(YOUR INSTRUCTIONS)
Please lay out each line of the data below as a Markdown table with the columns Row and Line, numbering the rows and skipping blank lines. Omit the pictures from the table.

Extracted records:
──────
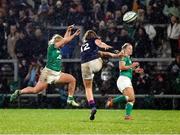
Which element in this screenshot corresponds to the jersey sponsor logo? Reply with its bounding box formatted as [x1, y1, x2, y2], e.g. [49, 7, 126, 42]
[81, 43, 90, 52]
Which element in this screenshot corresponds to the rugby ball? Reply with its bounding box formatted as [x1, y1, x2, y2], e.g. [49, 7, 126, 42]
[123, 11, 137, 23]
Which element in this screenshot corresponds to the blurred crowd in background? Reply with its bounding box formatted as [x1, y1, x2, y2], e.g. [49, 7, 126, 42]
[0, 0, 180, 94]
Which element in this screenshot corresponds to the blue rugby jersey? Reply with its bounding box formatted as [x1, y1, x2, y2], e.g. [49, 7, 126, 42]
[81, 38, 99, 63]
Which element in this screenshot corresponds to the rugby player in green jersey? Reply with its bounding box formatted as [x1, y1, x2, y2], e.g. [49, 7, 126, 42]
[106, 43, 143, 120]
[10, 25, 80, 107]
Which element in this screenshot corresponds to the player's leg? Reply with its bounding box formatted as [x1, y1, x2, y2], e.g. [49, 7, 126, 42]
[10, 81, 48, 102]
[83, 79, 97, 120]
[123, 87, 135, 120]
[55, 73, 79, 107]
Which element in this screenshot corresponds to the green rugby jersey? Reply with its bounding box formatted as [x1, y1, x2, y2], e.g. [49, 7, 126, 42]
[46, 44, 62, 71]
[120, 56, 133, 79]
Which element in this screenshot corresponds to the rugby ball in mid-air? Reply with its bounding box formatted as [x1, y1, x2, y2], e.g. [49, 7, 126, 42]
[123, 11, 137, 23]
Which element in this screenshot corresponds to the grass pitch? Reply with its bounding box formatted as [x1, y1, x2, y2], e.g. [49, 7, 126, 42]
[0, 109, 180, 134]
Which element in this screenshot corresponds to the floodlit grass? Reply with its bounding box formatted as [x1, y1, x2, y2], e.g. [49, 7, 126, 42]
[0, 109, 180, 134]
──────
(RESPONSE BELOW)
| Row | Line |
|---|---|
| 1 | Which element in this screenshot corresponds to the jersey sponsor logo? Reply with its bounding box formatted as [x1, y1, x2, y2], e.g. [49, 7, 126, 42] |
| 2 | [81, 43, 90, 52] |
| 3 | Which element in this screenshot corresponds to the rugby ball? Reply with its bounding box formatted as [x1, y1, x2, y2], e.g. [49, 7, 126, 42] |
| 4 | [123, 11, 137, 23] |
| 5 | Which element in this screenshot corresponds to the blurred crowd in background? Reply with its bounding box formatted as [x1, y1, x2, y2], e.g. [49, 7, 126, 42] |
| 6 | [0, 0, 180, 94] |
| 7 | Which element in this screenshot corresponds to the blue rugby jersey? Reply with its bounding box formatted as [x1, y1, x2, y2], e.g. [49, 7, 126, 42] |
| 8 | [81, 38, 99, 63] |
| 9 | Which element in this screenshot corresponds to the rugby player in green jersey? Reply with its bounding box formatted as [x1, y1, x2, y2], e.g. [49, 7, 126, 42] |
| 10 | [106, 43, 143, 120] |
| 11 | [10, 25, 80, 107] |
| 12 | Which element in this screenshot corresponds to the player's leg? Reply with its bounding box formatted as [x1, y1, x2, y2], e.g. [49, 7, 126, 42] |
| 13 | [10, 81, 48, 102] |
| 14 | [83, 79, 97, 120] |
| 15 | [123, 87, 135, 120] |
| 16 | [55, 73, 79, 107] |
| 17 | Which element in this screenshot corresponds to the green rugby jersey? Reply with its bounding box formatted as [x1, y1, x2, y2], e.g. [49, 7, 126, 42] |
| 18 | [46, 44, 62, 71] |
| 19 | [120, 56, 133, 79] |
| 20 | Which element in this screenshot corresponds to the rugby ball in mid-air? Reply with its bounding box formatted as [x1, y1, x2, y2], e.g. [49, 7, 126, 42] |
| 21 | [123, 11, 137, 23] |
| 22 | Which element in this screenshot corresponds to the grass pitch? Reply with its bounding box formatted as [x1, y1, x2, y2], e.g. [49, 7, 126, 42] |
| 23 | [0, 109, 180, 134] |
| 24 | Which element in this screenshot corresponds to the floodlit grass? Reply with its bounding box formatted as [x1, y1, x2, y2], e.g. [49, 7, 126, 42] |
| 25 | [0, 109, 180, 134] |